(Set problem) Rewrite the entries from the line that has "Pick out the dark trousers" through the line that has "<point>46,45</point>", substituting "wooden bench" for every occurrence of "wooden plank seat" and leaving everything else unchanged.

(Source material)

────────────────────────────────────────

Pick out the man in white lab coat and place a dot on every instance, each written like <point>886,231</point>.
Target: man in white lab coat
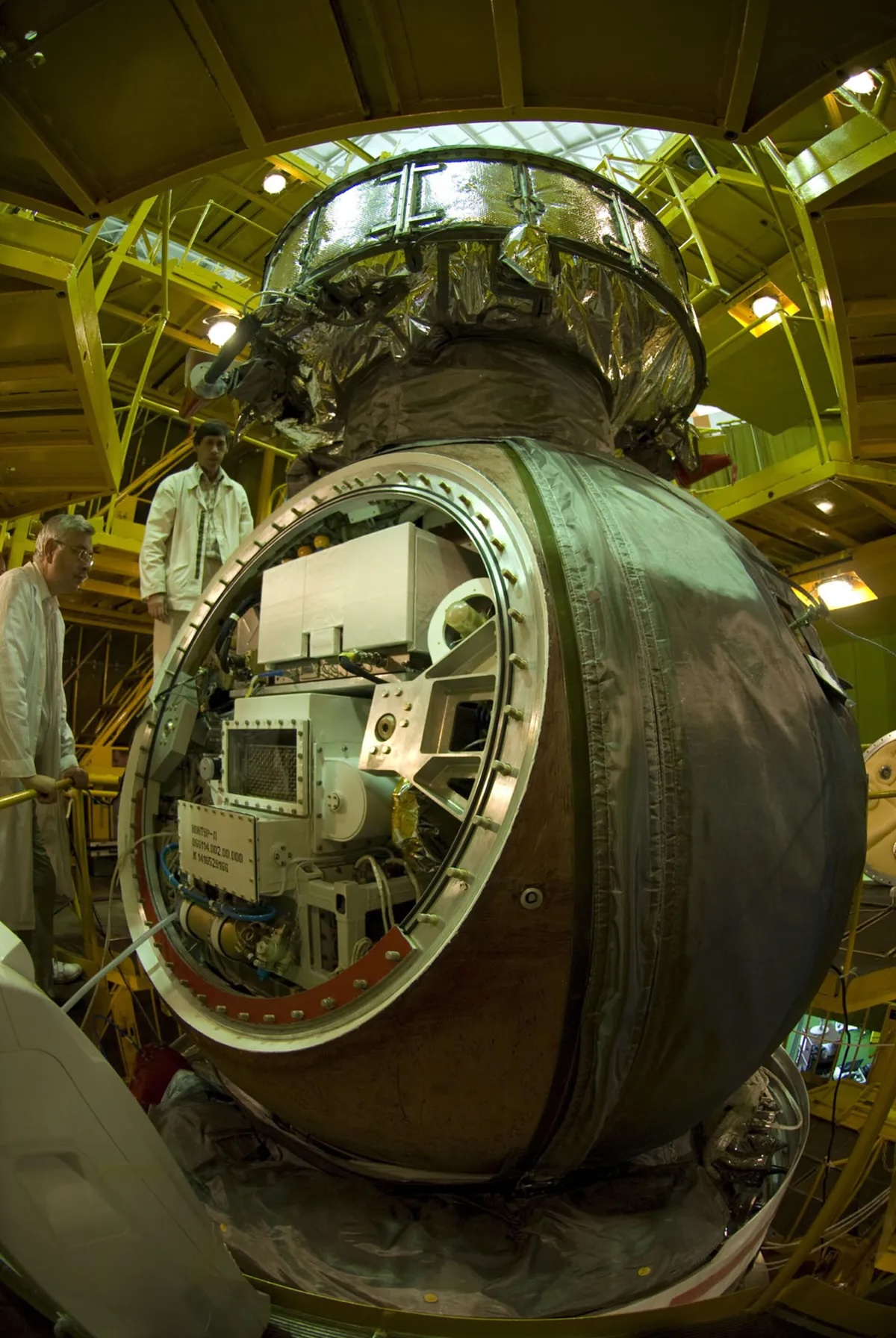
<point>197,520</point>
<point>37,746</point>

────────────────────────────────────────

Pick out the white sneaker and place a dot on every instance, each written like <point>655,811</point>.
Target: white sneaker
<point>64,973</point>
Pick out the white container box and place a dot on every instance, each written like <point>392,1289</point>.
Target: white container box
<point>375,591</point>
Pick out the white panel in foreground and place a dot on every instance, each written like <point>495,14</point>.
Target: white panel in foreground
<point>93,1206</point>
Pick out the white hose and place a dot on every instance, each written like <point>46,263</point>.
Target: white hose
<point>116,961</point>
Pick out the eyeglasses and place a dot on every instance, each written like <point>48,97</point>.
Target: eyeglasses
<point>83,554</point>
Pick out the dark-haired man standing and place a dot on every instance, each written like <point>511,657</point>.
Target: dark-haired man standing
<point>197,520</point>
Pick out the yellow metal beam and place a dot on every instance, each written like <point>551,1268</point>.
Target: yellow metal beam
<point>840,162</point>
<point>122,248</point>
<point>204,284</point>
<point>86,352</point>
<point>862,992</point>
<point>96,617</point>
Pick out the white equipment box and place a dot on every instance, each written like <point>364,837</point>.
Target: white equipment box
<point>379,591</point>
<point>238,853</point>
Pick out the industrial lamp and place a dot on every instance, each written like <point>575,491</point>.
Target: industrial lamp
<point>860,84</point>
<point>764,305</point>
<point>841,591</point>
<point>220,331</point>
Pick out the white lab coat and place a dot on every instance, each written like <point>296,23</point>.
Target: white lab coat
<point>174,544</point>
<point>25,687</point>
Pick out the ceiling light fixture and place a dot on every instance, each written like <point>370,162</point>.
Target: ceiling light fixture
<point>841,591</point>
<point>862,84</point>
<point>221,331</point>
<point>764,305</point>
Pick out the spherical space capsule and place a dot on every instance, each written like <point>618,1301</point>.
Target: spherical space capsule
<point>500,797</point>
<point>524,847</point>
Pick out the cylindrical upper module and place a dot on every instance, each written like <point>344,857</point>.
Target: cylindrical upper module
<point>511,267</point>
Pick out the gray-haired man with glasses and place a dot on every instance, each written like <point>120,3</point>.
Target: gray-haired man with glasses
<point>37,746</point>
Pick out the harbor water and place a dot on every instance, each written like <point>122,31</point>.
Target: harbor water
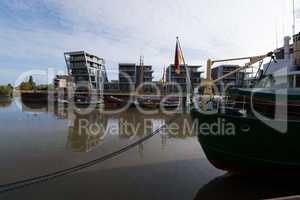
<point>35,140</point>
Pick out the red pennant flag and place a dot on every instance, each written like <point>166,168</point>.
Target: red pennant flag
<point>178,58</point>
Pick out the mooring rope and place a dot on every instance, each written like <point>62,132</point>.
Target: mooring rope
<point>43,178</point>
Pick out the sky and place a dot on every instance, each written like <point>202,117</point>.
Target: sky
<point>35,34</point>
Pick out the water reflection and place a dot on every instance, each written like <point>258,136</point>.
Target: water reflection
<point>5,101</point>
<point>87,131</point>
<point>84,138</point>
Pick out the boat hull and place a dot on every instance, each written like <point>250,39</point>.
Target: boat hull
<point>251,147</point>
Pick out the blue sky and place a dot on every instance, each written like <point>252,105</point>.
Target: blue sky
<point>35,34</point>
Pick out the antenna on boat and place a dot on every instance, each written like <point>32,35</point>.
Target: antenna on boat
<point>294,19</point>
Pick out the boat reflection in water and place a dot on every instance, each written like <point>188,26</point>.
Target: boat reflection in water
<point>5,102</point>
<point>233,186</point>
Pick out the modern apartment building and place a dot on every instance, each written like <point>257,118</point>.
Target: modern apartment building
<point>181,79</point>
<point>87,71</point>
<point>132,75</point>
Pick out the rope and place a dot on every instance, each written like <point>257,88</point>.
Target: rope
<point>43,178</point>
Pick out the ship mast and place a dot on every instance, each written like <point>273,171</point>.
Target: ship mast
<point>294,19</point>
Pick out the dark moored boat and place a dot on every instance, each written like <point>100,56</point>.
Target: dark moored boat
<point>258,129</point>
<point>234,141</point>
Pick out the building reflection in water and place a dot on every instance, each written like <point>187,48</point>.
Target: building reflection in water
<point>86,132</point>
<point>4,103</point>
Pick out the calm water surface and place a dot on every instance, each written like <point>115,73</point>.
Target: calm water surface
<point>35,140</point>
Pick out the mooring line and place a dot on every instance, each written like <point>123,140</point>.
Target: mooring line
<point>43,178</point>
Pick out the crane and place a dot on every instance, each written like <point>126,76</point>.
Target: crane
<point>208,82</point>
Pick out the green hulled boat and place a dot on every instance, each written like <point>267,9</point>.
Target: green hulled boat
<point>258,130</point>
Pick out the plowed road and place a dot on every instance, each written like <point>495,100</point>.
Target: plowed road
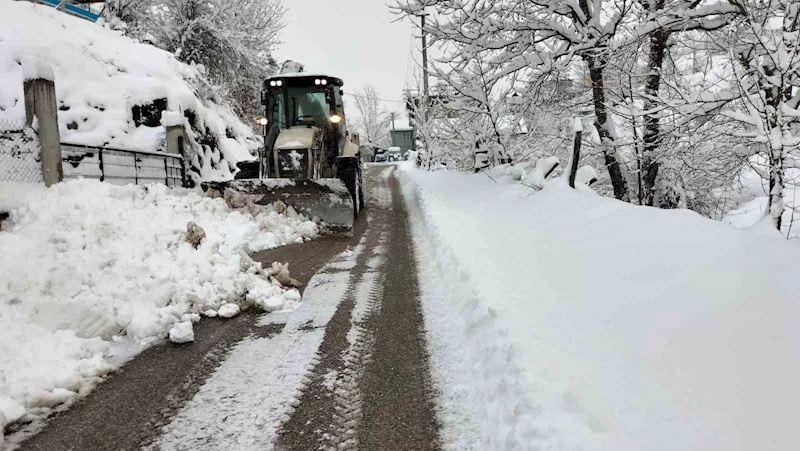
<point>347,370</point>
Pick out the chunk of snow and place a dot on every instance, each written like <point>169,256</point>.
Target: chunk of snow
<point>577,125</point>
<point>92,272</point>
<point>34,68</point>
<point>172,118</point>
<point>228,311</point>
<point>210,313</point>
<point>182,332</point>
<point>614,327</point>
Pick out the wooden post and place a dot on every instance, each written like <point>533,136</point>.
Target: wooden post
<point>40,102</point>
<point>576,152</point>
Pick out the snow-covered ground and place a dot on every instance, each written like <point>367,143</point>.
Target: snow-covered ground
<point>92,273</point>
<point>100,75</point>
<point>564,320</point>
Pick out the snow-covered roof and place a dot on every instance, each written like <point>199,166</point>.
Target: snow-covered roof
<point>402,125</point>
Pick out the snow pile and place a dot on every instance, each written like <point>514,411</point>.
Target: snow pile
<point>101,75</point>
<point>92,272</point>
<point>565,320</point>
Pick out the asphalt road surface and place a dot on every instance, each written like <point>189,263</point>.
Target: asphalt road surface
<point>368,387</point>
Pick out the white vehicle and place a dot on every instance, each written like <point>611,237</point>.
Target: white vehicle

────────────────────────────────────────

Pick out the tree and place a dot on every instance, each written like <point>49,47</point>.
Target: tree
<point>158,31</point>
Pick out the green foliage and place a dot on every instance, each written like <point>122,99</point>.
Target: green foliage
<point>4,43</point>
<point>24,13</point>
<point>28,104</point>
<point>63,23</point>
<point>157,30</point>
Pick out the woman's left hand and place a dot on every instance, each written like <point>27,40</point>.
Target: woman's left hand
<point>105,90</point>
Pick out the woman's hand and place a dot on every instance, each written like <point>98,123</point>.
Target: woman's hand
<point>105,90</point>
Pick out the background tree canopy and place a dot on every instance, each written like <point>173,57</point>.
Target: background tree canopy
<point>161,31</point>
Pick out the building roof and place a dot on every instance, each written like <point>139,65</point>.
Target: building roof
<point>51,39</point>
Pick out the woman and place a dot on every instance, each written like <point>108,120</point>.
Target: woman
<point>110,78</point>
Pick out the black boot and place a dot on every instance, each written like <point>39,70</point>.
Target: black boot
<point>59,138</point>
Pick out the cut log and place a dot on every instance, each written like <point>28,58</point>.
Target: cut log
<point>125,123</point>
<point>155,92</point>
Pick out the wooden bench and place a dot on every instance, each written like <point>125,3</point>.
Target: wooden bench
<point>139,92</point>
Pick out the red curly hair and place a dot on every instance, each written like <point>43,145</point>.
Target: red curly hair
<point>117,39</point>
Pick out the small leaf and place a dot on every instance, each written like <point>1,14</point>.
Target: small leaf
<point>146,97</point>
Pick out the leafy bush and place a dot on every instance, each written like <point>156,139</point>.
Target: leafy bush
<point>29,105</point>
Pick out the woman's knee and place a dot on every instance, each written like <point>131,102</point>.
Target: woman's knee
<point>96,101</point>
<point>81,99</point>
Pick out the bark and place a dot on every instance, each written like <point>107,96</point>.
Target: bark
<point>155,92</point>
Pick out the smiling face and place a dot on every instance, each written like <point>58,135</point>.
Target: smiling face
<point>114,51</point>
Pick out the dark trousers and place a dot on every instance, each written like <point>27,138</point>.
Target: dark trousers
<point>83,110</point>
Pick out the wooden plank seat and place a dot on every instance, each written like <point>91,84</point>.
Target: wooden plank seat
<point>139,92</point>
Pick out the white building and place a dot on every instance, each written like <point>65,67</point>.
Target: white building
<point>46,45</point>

────────────────────────────────────────

(Result of this exercise)
Pick out the dark trousers and place a dot on every instance, each written like <point>27,138</point>.
Target: dark trousers
<point>83,110</point>
Pick out the wooden bench and place a dot on every instance, each written like <point>91,84</point>.
Target: wooden bench
<point>139,92</point>
Pick out the white building and place a dot on every instance, each written like <point>65,67</point>.
Target: white building
<point>46,45</point>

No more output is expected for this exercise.